• EXCERPTED TEXT:
━━━━━━━━━━━━━━━━
It’s admittedly not much to look at.
Our small raised bed has weakening wood, the seedlings and sprouts are in disarray, and there’s a scattering of borage that’s about to rule one corner. It’s rainsoaked, a bit disorganized, not terribly well-tended. Its current aesthetic is wait and see. It is a small plot of patience.
I have, on my way in and out of the front door lately, paused by its side to ponder, regard, consider. Why? Two weeks ago I dispersed, with a most unscientific and erratic glee, small handfuls of wildflower seeds from a store-bought packet. I tossed about little pockets of what looked like tiny bent twigs, sand bits, and burrs. Then I covered those seeds loosely with dirt and went on my way. I went to work and back. I carried food. Books, papers, lunches came and went.
But after days of rain some tiny, hairs-breadth little sproutlings are emerging. I crouch down in the mornings to look at them. It’s nothing really, that sitting and staring, but it’s also everything. This comfort. This stopping. This delight. It’s surprise and hope and nurturing and a tiny tip of awe. There’s mystery, elegance, and momentum. Growth. And blooms yet to come.
And I can’t help turning my gaze to my brothers and sisters on this path through cancer, and how horrible it can be, and how illuminating and surprising too. Turning to trust in the world again, to consider the days ahead, is, unlike planting, no easy gesture. This body that has given us life has also attempted to take it away.
I look at the ground and think of floods. Mud. Stones and hail.
The unresolvable, ongoing pendulums of illness, health, life, death. Sunlight, rain.
Yet here, in their tiny upstarts, stand future flowers: hollyhock, scarlet flax, bachelor’s button.
California poppy. Cosmos. Coreopsis.
What can we do but plant? What can we do but wait?
And be here now, fully and with thanks, while they take root.
━━━━━━━━━━━━━━━━
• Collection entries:
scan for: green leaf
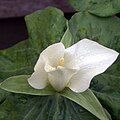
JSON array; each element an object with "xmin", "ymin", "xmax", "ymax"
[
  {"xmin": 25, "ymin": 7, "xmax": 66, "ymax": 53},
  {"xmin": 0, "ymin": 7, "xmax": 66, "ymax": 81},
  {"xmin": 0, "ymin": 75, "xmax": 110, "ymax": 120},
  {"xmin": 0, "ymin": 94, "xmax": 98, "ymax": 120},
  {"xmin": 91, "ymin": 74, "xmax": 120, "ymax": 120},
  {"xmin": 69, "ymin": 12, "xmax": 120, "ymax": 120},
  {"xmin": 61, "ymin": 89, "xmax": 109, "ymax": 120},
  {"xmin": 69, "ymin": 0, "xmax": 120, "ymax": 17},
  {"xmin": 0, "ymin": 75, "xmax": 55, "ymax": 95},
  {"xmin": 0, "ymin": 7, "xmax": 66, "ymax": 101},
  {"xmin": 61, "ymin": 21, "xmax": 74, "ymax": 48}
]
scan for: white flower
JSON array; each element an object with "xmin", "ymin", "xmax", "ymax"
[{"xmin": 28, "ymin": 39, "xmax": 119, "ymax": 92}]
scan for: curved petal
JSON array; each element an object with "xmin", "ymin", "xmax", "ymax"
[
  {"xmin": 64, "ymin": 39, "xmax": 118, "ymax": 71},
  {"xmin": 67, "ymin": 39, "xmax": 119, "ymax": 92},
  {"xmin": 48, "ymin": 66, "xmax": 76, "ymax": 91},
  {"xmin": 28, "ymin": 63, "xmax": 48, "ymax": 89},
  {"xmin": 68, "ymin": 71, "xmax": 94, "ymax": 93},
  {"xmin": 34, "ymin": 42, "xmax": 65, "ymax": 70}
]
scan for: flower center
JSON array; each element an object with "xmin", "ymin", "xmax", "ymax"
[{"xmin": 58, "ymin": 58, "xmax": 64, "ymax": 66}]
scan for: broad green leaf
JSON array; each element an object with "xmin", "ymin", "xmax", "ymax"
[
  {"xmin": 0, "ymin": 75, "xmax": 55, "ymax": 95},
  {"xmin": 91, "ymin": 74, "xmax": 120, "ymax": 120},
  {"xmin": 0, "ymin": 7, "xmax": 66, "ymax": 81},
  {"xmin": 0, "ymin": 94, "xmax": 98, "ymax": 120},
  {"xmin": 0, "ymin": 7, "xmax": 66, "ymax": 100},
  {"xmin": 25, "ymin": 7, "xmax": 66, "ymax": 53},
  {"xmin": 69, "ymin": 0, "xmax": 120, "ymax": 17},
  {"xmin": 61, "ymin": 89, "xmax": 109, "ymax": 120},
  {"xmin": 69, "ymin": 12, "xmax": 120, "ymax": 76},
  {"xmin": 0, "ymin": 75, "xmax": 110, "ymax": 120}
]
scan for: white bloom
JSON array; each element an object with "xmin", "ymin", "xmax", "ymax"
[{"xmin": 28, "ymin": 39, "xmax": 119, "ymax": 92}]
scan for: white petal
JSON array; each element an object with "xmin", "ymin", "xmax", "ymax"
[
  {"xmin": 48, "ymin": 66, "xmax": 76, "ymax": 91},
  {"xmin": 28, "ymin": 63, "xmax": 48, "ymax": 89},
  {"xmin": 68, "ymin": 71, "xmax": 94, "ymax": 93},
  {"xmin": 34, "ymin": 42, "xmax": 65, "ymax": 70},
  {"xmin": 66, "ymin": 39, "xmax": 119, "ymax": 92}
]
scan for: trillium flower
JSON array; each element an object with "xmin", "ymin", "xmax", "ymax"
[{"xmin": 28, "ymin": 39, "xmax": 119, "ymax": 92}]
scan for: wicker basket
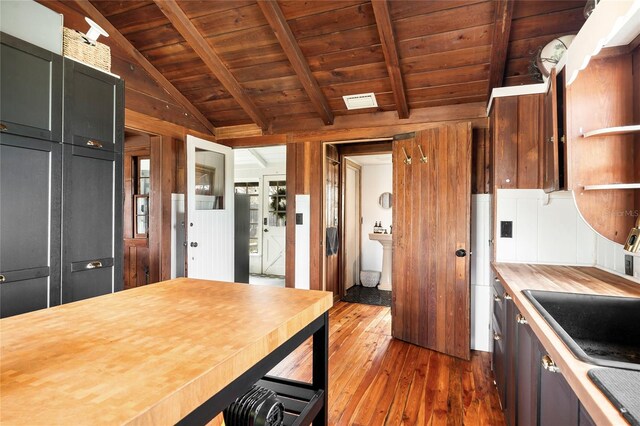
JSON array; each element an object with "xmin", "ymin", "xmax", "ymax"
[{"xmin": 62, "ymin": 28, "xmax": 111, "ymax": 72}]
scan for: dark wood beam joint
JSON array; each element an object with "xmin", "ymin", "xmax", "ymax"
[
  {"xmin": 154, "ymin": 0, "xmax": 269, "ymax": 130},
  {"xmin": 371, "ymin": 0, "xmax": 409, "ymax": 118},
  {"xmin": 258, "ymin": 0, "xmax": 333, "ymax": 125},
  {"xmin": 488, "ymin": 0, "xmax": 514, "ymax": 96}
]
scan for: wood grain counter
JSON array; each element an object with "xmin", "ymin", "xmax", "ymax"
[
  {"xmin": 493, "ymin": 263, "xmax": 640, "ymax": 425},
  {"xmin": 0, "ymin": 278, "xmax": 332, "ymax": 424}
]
━━━━━━━━━━━━━━━━
• EXERCISE DESCRIPTION: Copy the passage of the garden essay from "But after days" to "yet to come.". The collection entries have nothing to do with this.

• FINISHED TASK:
But after days of rain some tiny, hairs-breadth little sproutlings are emerging. I crouch down in the mornings to look at them. It’s nothing really, that sitting and staring, but it’s also everything. This comfort. This stopping. This delight. It’s surprise and hope and nurturing and a tiny tip of awe. There’s mystery, elegance, and momentum. Growth. And blooms yet to come.